Short task: Type out every line below exactly as it reads.

# Information provided start

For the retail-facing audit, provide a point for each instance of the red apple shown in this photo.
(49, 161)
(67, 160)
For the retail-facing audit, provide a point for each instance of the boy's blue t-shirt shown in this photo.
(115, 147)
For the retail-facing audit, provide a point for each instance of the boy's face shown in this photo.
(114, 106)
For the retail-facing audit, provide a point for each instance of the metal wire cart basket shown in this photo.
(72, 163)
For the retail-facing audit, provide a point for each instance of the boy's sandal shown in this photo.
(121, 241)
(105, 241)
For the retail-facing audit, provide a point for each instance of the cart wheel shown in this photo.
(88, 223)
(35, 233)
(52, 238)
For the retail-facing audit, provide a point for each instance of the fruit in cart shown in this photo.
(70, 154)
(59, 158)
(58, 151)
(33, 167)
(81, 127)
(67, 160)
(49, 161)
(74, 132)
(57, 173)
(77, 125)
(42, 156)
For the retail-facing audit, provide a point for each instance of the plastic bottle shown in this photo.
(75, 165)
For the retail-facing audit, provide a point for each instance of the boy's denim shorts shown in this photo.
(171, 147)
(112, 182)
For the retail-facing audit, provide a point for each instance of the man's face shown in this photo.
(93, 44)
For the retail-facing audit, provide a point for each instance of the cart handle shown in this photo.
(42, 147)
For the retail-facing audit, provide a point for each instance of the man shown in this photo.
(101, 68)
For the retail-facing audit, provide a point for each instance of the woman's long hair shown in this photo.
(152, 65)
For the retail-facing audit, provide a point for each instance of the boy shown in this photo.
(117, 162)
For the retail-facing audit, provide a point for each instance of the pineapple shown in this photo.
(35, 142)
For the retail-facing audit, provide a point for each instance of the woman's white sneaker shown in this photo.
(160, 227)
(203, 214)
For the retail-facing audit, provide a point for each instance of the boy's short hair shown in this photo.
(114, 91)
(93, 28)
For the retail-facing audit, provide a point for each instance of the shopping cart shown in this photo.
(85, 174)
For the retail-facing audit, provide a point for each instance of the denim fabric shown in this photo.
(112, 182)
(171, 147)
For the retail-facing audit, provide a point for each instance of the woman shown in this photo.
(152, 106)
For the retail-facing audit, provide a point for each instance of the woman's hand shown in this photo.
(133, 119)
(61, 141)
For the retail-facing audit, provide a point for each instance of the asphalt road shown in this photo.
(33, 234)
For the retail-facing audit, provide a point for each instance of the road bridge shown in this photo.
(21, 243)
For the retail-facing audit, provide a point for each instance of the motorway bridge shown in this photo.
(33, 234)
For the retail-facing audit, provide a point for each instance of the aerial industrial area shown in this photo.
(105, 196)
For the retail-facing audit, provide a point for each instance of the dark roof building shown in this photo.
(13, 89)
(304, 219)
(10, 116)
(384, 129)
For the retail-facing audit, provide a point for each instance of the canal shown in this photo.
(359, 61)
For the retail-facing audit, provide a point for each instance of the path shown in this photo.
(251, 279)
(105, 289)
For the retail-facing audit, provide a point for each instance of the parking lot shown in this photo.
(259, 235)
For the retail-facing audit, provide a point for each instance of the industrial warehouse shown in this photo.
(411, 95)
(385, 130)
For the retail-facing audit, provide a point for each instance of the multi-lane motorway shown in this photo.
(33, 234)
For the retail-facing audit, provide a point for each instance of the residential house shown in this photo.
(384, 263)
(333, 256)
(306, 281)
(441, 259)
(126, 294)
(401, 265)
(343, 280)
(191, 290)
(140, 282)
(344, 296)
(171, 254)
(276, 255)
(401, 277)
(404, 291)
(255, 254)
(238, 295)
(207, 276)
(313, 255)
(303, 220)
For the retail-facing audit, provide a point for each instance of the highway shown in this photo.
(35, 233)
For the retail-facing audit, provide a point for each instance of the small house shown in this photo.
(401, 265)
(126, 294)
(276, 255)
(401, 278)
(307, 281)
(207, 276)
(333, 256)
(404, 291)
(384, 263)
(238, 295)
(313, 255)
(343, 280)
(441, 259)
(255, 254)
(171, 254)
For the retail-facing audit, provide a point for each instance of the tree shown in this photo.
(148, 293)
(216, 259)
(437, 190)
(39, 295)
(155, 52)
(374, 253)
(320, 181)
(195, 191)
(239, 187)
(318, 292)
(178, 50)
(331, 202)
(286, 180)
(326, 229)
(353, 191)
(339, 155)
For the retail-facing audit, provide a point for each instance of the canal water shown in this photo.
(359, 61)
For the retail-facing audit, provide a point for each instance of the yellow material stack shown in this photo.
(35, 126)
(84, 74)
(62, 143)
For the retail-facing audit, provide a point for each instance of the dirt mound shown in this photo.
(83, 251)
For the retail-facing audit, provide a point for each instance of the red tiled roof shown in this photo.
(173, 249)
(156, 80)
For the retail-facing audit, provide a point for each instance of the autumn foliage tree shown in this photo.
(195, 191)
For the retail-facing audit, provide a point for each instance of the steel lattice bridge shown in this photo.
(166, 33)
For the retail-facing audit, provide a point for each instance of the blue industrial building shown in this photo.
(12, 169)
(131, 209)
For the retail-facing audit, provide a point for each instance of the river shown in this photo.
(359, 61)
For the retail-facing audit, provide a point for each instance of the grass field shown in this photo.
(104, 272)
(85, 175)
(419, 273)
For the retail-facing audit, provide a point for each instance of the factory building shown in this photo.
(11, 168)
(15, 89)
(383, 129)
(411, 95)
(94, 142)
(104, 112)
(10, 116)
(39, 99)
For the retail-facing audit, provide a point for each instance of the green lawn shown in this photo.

# Information provided end

Exercise answer:
For the retail-facing audit, provide a point for each instance of the red apple shown in this photo.
(49, 161)
(67, 160)
For the retail-facing audit, provide a point for each instance of the boy's blue t-shirt shown in this photo.
(115, 147)
For the retail-facing audit, provide a point for each instance of the boy's face shown in this photo.
(114, 106)
For the retail-facing audit, provide a point for each instance of the metal wire cart basket shown in this photo.
(72, 163)
For the retail-facing audit, provide a point for each instance of the boy's sandal shown in this photo.
(121, 241)
(105, 241)
For the retail-facing audit, provide a point for each instance of the cart wheel shown in this photo.
(88, 223)
(35, 233)
(52, 238)
For the retail-facing audit, provide a point for each instance of the fruit in cart shown in this photo.
(70, 154)
(59, 158)
(58, 151)
(33, 167)
(81, 127)
(67, 160)
(49, 161)
(74, 132)
(57, 173)
(77, 125)
(42, 156)
For the retail-facing audit, provide a point for each instance of the plastic bottle shown in this photo.
(75, 165)
For the retail-facing audit, provide a point for each instance of the boy's denim shorts shown in this photo.
(171, 147)
(112, 182)
For the retail-facing audit, provide a point for each instance of the man's face shown in this photo.
(93, 44)
For the retail-facing audit, provide a point for each instance of the cart handle shown in this photo.
(42, 147)
For the retail-facing audit, provide a point for each instance of the man shown in this photo.
(101, 68)
For the retail-facing audit, provide a point for each instance of the woman's long hair shown in this photo.
(152, 65)
For the retail-facing audit, provide a point for each instance of the boy shown in this photo.
(117, 162)
For the retail-facing audit, provide a point for each instance of the pineapple shown in this photo.
(35, 142)
For the retail-facing audit, provide a point for each instance of the woman's white sneaker shown in this photo.
(160, 227)
(203, 214)
For the retail-facing audit, provide a point for each instance of the boy's short hair shown in this photo.
(114, 91)
(93, 28)
For the retail-facing audit, provide a point for each instance of the shopping cart shown in this photo.
(85, 174)
For the retail-facing audit, provide a point for each instance of the denim fabric shown in this photo.
(112, 182)
(171, 147)
For the retail-facing audit, provide a point for each instance of the woman shown in this photo.
(152, 106)
For the retail-facing audit, provide a point for each instance of the woman's hand shown in this photo.
(133, 119)
(61, 141)
For the retail-facing audit, provide a point for each instance of the asphalt road shown in this photo.
(33, 234)
For the retail-facing audit, provide a point for each instance of the road bridge shown in this photo.
(21, 243)
For the retail-facing audit, provide a point for each instance of the motorway bridge shown in this photo.
(33, 234)
For the retail-facing audit, provide a point for each instance of the aerial industrial area shown in this photo.
(105, 196)
For the retail-facing audit, provide a point for each instance of the dark roof building shown in this photo.
(13, 89)
(304, 219)
(10, 116)
(384, 129)
For the retail-facing audit, provide a point for each instance of the canal shown in this photo.
(359, 61)
For the retail-facing audit, provide a point for each instance of the path shown in this photo.
(251, 279)
(105, 289)
For the retail-facing audit, provide a point for each instance of the parking lot shown in this photo.
(259, 235)
For the retail-facing audit, provide a point for each instance of the industrial warehouse shown in this photo.
(411, 95)
(385, 130)
For the retail-facing audit, provide a point for each instance of the multi-lane motorway shown in this photo.
(33, 234)
For the retail-facing audit, provide a point for each instance of the residential house shown in this photo.
(384, 263)
(333, 256)
(306, 281)
(441, 259)
(126, 294)
(401, 265)
(343, 280)
(191, 290)
(140, 282)
(344, 296)
(171, 254)
(276, 255)
(401, 277)
(404, 291)
(255, 254)
(238, 295)
(207, 276)
(313, 255)
(303, 220)
For the retail-facing audit, provide a point for each instance of the highway shown in this photo.
(35, 233)
For the retail-facing audit, provide a point for each instance of the small house shown in this photo.
(401, 265)
(126, 294)
(276, 255)
(401, 278)
(307, 281)
(207, 276)
(333, 256)
(404, 291)
(384, 263)
(238, 295)
(313, 255)
(343, 280)
(441, 259)
(255, 254)
(171, 254)
For the retail-facing audit, provide a point for each instance of the tree shown in this photo.
(148, 293)
(216, 259)
(437, 190)
(39, 295)
(155, 52)
(374, 253)
(320, 181)
(195, 191)
(239, 187)
(318, 292)
(178, 50)
(331, 202)
(286, 180)
(326, 229)
(353, 191)
(339, 155)
For the retail-facing audit, provide a point for each instance of the canal water shown in this photo.
(359, 61)
For the retail-facing audit, provide a point for each instance of the yellow material stack shown in this photo.
(35, 126)
(84, 74)
(62, 143)
For the retail-facing audit, provide a point for each instance of the dirt mound shown in this photo.
(83, 251)
For the retail-facing audit, provide a point for each instance of the red tiled roof shown in this photo.
(173, 249)
(156, 80)
For the retail-facing audit, provide a point for each instance of the autumn foliage tree shown in this photo.
(195, 191)
For the retail-facing audit, provide a point for each instance of the steel lattice bridge shown in this photo.
(166, 33)
For the retail-facing audit, provide a point for each instance of the blue industrial building shown in this photo.
(12, 169)
(131, 209)
For the retail-facing audit, provide a point for each instance of the river shown in this photo.
(359, 61)
For the retail-facing audit, provide a point for each instance of the grass field shown in this photo.
(104, 272)
(85, 175)
(419, 273)
For the retail-facing audit, provide a point for each instance of the factory building shown in this photo.
(11, 168)
(15, 89)
(383, 129)
(411, 95)
(94, 142)
(104, 112)
(10, 116)
(39, 99)
For the retail-facing audit, provide a point for each instance of the green lawn shown in this photo.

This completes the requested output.